**PROBLEM TO SOLVE**. Emit a verbatim copy of the lines running from the line with "and yellow striped" through the end of the material below.
*** Block opens ***
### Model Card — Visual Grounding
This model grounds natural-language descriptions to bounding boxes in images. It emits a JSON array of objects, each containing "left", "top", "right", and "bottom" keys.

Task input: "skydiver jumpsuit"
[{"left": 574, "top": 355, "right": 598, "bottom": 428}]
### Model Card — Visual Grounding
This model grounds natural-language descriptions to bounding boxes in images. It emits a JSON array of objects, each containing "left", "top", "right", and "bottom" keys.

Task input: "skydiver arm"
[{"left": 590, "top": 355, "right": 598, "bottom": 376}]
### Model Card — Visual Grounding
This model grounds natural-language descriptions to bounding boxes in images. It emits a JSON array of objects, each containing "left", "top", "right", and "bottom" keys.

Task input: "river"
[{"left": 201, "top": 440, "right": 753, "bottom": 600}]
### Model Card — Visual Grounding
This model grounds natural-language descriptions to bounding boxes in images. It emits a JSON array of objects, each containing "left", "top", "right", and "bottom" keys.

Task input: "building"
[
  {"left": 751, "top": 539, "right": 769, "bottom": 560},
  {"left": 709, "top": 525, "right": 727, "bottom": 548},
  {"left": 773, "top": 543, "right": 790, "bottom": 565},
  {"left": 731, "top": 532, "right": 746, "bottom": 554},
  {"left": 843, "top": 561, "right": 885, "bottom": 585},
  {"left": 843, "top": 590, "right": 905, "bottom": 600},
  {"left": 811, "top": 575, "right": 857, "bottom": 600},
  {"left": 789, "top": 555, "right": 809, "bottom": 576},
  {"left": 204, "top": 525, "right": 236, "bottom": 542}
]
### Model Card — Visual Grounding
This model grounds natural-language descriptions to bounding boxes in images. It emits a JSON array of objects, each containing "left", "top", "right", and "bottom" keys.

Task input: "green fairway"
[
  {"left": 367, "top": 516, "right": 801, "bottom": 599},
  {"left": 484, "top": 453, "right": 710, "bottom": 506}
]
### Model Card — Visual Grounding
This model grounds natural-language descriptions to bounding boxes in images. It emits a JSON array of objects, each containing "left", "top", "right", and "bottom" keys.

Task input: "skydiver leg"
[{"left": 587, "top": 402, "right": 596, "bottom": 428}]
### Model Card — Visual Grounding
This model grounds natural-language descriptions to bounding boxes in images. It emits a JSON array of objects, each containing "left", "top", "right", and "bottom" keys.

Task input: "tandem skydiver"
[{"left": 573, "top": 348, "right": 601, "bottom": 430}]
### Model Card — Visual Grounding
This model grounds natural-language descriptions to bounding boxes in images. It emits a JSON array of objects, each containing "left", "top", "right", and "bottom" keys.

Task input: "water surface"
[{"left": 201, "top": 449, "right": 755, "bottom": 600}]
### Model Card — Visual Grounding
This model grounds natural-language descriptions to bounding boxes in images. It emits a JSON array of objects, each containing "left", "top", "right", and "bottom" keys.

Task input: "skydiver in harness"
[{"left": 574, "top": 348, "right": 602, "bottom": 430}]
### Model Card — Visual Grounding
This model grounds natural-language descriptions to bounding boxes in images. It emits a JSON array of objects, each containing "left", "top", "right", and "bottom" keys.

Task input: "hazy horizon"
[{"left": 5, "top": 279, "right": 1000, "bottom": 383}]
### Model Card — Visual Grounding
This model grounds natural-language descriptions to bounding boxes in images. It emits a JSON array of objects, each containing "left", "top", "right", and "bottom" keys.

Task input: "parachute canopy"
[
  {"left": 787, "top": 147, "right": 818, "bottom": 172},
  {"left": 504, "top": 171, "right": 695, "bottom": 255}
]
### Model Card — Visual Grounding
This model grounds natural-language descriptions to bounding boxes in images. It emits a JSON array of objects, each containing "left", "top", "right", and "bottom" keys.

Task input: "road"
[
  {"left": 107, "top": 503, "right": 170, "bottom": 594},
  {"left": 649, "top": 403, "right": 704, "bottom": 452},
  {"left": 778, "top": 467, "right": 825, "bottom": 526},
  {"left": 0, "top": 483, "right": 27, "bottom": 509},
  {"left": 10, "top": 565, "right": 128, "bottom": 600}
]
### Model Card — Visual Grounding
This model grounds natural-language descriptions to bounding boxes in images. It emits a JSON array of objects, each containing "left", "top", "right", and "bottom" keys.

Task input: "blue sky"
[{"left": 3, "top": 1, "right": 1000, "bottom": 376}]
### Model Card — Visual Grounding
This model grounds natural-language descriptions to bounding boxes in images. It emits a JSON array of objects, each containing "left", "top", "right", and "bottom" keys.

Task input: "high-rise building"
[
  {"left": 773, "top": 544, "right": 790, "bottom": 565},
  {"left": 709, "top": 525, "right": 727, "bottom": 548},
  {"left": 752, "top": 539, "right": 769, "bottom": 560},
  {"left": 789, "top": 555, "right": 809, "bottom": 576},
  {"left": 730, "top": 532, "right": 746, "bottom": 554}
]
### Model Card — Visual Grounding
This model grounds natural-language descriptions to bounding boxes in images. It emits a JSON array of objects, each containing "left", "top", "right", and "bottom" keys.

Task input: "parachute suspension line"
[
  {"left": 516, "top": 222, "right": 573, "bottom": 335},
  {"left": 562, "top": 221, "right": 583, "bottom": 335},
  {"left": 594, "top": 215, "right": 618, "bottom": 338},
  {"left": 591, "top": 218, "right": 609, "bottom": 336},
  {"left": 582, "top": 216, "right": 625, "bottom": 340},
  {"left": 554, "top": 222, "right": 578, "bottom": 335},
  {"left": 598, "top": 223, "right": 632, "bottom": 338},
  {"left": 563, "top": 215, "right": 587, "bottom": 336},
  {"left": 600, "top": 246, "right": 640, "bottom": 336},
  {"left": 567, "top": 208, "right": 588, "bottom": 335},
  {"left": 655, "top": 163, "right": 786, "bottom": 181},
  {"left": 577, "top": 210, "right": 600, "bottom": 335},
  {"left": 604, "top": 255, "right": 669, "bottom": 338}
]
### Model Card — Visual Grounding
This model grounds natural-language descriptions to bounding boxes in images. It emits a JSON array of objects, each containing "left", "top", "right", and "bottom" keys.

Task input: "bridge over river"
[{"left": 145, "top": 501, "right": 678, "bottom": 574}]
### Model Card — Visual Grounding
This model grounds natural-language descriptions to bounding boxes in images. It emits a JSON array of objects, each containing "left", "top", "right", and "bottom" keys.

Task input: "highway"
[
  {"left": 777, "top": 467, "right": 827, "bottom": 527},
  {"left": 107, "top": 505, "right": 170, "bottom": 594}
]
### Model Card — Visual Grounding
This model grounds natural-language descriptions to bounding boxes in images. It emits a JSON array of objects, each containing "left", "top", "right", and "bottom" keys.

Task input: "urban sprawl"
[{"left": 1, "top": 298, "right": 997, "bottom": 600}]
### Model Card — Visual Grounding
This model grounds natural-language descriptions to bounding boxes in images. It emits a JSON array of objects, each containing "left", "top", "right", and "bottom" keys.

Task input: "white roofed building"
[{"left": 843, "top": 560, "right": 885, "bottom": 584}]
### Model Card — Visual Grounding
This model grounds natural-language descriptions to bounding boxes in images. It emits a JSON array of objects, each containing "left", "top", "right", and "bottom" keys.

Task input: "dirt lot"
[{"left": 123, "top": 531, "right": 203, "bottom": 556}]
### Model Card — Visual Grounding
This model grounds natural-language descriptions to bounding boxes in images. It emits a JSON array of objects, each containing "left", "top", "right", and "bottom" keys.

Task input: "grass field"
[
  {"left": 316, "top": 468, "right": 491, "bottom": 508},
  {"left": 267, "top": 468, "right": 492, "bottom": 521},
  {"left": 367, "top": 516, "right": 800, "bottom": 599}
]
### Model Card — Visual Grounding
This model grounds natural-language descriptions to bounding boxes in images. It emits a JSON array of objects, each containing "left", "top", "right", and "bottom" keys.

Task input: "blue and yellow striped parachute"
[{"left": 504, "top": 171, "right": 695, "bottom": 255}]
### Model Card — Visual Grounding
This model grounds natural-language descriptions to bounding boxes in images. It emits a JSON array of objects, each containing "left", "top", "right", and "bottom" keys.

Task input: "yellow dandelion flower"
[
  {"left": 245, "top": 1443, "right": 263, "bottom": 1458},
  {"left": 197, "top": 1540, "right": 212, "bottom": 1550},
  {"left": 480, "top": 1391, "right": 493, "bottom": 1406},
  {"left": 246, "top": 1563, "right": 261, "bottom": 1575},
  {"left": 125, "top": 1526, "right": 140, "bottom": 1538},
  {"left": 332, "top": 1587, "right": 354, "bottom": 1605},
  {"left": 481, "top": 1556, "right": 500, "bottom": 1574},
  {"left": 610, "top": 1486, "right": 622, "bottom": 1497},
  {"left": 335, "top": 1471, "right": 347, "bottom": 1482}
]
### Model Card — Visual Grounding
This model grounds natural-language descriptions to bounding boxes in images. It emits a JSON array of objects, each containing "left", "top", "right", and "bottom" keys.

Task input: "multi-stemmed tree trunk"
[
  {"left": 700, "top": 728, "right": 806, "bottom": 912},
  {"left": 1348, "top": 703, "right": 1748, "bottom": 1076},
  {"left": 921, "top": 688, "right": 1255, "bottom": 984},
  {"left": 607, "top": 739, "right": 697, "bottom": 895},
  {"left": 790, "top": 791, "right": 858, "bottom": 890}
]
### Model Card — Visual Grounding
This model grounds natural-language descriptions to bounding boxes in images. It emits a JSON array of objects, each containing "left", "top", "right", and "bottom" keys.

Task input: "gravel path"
*** Block closes ***
**EXERCISE RESULT**.
Task input: "blue and yellow striped parachute"
[{"left": 504, "top": 171, "right": 695, "bottom": 255}]
### Model Card — Visual Grounding
This model grounds natural-language descriptions to bounding boxes in images. It emits a JSON array of objects, each containing "left", "top", "right", and "bottom" keys.

Task input: "yellow dandelion flower"
[
  {"left": 245, "top": 1443, "right": 263, "bottom": 1458},
  {"left": 197, "top": 1540, "right": 212, "bottom": 1550},
  {"left": 480, "top": 1391, "right": 493, "bottom": 1406},
  {"left": 246, "top": 1563, "right": 261, "bottom": 1575},
  {"left": 125, "top": 1526, "right": 140, "bottom": 1538},
  {"left": 332, "top": 1587, "right": 354, "bottom": 1605},
  {"left": 481, "top": 1556, "right": 500, "bottom": 1574},
  {"left": 610, "top": 1486, "right": 622, "bottom": 1497},
  {"left": 335, "top": 1471, "right": 347, "bottom": 1482}
]
### Model Card — Visual Grounding
This model grounds natural-language descriptions to bounding boxes in images. It emits a JSON array of objects, each containing "left", "top", "right", and "bottom" keys.

Task input: "multi-stemmed tree trunk"
[
  {"left": 700, "top": 728, "right": 806, "bottom": 912},
  {"left": 1348, "top": 703, "right": 1748, "bottom": 1076},
  {"left": 921, "top": 688, "right": 1255, "bottom": 984},
  {"left": 607, "top": 739, "right": 697, "bottom": 895},
  {"left": 790, "top": 791, "right": 858, "bottom": 890}
]
### Model Card — Visual Grounding
This model grounds natural-language descriptions to bounding boxes in images. It emits a JSON array of objects, each containing "left", "top", "right", and "bottom" keys.

Task input: "gravel path"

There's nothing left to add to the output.